**To do:** Reproduce verbatim the lines of the items, beginning at the line that contains "point: rear bumper" and continuing through the final line of the items, with both ends included.

**Items from a point labeling set:**

○ ○ ○

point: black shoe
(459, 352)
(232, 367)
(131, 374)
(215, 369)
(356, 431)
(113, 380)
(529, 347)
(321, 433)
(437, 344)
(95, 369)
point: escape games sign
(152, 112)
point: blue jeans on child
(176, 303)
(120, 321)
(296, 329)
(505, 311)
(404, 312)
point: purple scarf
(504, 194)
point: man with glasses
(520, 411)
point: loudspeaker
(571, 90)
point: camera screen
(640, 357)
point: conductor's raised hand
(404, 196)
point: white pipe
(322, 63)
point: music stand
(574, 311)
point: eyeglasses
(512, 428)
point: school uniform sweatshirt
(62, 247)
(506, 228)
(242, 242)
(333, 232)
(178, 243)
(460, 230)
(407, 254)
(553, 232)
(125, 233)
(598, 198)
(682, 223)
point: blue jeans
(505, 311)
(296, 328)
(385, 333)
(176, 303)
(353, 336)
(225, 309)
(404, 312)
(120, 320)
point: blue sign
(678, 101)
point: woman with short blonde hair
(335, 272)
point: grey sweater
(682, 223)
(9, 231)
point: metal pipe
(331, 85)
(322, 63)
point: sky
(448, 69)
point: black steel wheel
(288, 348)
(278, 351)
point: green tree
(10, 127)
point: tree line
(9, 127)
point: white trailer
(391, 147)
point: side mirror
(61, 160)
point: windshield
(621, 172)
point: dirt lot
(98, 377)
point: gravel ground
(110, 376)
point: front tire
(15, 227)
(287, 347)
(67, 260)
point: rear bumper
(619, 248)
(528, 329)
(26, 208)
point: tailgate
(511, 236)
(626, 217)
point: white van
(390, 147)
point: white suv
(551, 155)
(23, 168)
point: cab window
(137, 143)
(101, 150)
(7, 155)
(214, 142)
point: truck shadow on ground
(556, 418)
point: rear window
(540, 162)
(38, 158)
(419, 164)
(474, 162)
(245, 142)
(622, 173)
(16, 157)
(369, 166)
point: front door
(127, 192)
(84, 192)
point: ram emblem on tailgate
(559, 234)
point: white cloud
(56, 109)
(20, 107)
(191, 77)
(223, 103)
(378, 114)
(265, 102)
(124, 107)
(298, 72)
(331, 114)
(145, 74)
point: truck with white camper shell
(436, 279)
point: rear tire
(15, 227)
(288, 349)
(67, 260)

○ ○ ○

**Reply:**
point: rear bumper
(619, 248)
(528, 329)
(26, 208)
point: tailgate
(511, 236)
(626, 217)
point: white van
(390, 147)
point: white suv
(551, 155)
(23, 168)
point: cab window
(137, 143)
(101, 150)
(7, 155)
(214, 142)
point: truck shadow on ground
(556, 418)
point: rear window
(540, 162)
(38, 158)
(419, 164)
(474, 162)
(245, 142)
(622, 173)
(16, 157)
(369, 166)
point: front door
(127, 192)
(84, 192)
point: ram emblem on tailgate
(559, 234)
point: white cloud
(56, 109)
(20, 107)
(191, 77)
(223, 103)
(378, 114)
(265, 102)
(124, 107)
(298, 72)
(331, 114)
(145, 74)
point: truck with white camper shell
(436, 279)
point: rear tire
(15, 227)
(288, 349)
(67, 260)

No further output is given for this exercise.